Swap "field-scouting tally" for "street survey count" everywhere in the material below, and leave everything else unchanged.

[BEGIN Material provided]

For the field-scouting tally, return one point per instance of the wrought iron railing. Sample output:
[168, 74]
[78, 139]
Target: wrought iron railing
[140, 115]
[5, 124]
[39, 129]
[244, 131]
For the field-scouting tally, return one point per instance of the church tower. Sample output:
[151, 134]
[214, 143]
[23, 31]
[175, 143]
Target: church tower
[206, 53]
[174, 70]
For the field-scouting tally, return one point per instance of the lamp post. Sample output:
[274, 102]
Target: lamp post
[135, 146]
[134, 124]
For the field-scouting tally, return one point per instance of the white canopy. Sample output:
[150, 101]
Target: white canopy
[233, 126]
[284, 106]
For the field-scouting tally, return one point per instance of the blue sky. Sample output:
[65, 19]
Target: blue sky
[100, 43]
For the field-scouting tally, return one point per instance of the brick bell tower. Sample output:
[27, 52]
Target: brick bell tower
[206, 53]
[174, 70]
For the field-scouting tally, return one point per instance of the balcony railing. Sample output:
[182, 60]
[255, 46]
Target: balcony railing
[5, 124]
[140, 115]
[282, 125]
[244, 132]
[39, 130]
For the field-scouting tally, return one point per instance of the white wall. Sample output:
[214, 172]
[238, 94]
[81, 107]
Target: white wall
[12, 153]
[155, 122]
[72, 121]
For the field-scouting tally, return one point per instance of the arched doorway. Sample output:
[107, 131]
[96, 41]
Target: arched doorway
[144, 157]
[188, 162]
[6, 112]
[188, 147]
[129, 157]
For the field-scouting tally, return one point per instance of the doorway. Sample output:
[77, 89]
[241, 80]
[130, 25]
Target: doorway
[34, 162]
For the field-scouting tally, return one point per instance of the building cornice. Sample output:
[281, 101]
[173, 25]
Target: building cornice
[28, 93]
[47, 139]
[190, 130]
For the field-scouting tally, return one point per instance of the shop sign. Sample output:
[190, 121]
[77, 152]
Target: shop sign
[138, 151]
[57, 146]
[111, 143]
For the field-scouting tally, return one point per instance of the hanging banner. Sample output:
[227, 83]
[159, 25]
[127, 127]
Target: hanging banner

[END Material provided]

- _Solution for this exercise_
For the street survey count, return one point per instance of the wrought iron railing. Sample output:
[168, 74]
[78, 139]
Target: wrought iron railing
[140, 115]
[5, 124]
[39, 129]
[244, 131]
For the street survey count, return one point per instance of the church tower. Sample output:
[151, 134]
[214, 143]
[23, 31]
[175, 143]
Target: church tower
[206, 53]
[174, 70]
For the street survey count, return one point per instance of the lamp post. Sample output:
[274, 102]
Target: lamp post
[135, 146]
[134, 124]
For the street survey count, return one point per instance of the white canopy. Sample output:
[150, 101]
Target: white canopy
[233, 126]
[284, 106]
For the street survey count, return one point per instance of the blue sky. Sample output:
[65, 19]
Target: blue sky
[100, 43]
For the street survey count, return one point per instance of the brick bell tower. Sample output:
[27, 52]
Target: brick bell tower
[206, 53]
[174, 70]
For the street survey count, return one point per instance of the balcony railing. Sample output:
[182, 60]
[255, 46]
Target: balcony railing
[5, 124]
[140, 115]
[282, 125]
[244, 132]
[39, 130]
For the street survey count, return one point per instance of the white wall. Sample output:
[214, 172]
[238, 94]
[81, 107]
Target: white wall
[12, 153]
[155, 122]
[72, 121]
For the street survey count, return one point per instance of the arched doorway. Sample output:
[107, 131]
[96, 41]
Target: arched doorway
[144, 157]
[188, 162]
[6, 112]
[188, 147]
[129, 157]
For the street survey count, return one point per instance of the doorway. Sample output:
[77, 89]
[241, 80]
[130, 25]
Target: doorway
[34, 162]
For the street survey count, return one point per instance of the building cornice. Sample output:
[281, 101]
[173, 25]
Target: building cornice
[28, 93]
[47, 139]
[190, 130]
For the street survey count, return one point per instance of the shop sign. Sample output:
[190, 121]
[77, 152]
Target: shop sign
[138, 151]
[57, 146]
[111, 143]
For the street survey count, return one point per instance of the hanging banner. Sample output:
[227, 83]
[159, 25]
[127, 127]
Target: hanging banner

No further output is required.